**Parts of the exercise:**
a - In the German election text, what share of the vote did the CDU-CSU win in the 2013 election?
b - Reproduce the German election text between "The CDU, and" and "expected this year.", inclusive.

The CDU, and its Bavarian sister party, the CSU, have dominated German politics since 1949, when the parties formed a parliamentary group and ran in the first federal election following World War II.
In recent years the party has fallen out of favor with younger German voters who are prioritizing green policies and want to see Germany invest in and modernize its creaking industries and infrastructure. In the last election in 2017, the CDU-CSU suffered its worst election result since 1949. Although the bloc won 33% of the vote, that itself was down from 41.5% in the previous election in 2013.
Coalition ahead
The 2021 vote is again more unpredictable for a variety of factors, such as the split in the votes that signals no obvious winner, and the amount of mail-in votes expected this year.
Mail-in voting was already common in Germany before the pandemic but election organizers expect as many as 50% mail-in ballots this time around, up from 28.6% in the 2017 election, given the Covid-19 situation, Deutsche Welle reported.
What’s certain is that the next government will be a coalition, with no one party expected to gain enough seats to govern alone. Analysts have spent many months speculating on what form a coalition government could take, and whether the CDU-CSU could find itself in opposition after many years in power. Coalition talks in any case are likely to take weeks, and potentially months.
“Each of the two major parties (the SPD and CDU/CSU) could form a coalition with the Greens and the center-right Liberals (FDP),” Carsten Nickel, deputy director of research at Teneo Intelligence, said in a note Wednesday.
“A left-of-center government of SPD, the Greens, and the post-communist Left (Die Linke) – and perhaps even another grand coalition of SPD and CDU/CSU – might also be possible numerically, but will not be the first choice,”
“Party leaderships will assess the official results in meetings on Monday morning, formally offering exploratory talks to potential coalition partners. These talks, as well as subsequent coalition negotiations, might take several weeks, given the likely need to forge an untested three-way coalition. As in 2017, coalition negotiations could still fail at a late stage, necessitating the search for alternative combinations,” Nickel noted.
Factors to watch will be whether the slight improvement in the polls for CDU-CSU turns into some last-minute momentum on election day, Nickel said, as well as how the Greens fare.
“Since Annalena Baerbock fell back into third place, she has put in solid performances in the TV debates, presenting herself as an alternative to her two male contenders wrangling with each other; combined with the expected high turnout in cities and via postal ballot, the Greens’ result could potentially still surprise.”

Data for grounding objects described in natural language

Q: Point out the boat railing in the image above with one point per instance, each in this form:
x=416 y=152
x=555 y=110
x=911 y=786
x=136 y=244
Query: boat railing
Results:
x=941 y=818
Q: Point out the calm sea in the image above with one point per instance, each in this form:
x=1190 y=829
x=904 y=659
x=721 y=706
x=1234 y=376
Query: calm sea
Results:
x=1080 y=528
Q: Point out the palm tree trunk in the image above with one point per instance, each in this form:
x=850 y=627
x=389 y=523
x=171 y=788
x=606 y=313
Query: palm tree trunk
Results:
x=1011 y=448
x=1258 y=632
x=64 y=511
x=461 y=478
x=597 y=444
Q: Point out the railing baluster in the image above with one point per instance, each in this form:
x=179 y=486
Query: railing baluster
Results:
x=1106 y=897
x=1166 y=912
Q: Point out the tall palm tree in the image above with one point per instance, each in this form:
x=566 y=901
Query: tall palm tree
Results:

**Problem solutions:**
a - 41.5%

b -
The CDU, and its Bavarian sister party, the CSU, have dominated German politics since 1949, when the parties formed a parliamentary group and ran in the first federal election following World War II.
In recent years the party has fallen out of favor with younger German voters who are prioritizing green policies and want to see Germany invest in and modernize its creaking industries and infrastructure. In the last election in 2017, the CDU-CSU suffered its worst election result since 1949. Although the bloc won 33% of the vote, that itself was down from 41.5% in the previous election in 2013.
Coalition ahead
The 2021 vote is again more unpredictable for a variety of factors, such as the split in the votes that signals no obvious winner, and the amount of mail-in votes expected this year.